Exercise directions: Count the lines in the listing below that contain the string "this", matching case exactly. Reply with the number only.
+++ Extracted information
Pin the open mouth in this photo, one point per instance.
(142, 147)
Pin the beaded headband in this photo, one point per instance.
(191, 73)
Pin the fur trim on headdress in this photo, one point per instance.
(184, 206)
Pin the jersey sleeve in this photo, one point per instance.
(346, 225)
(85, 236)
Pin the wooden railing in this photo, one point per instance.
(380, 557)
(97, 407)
++++++
+++ Extracted information
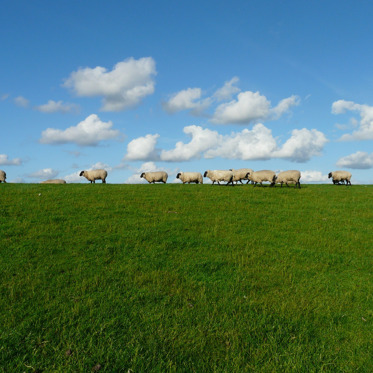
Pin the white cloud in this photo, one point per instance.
++++++
Written solution: 6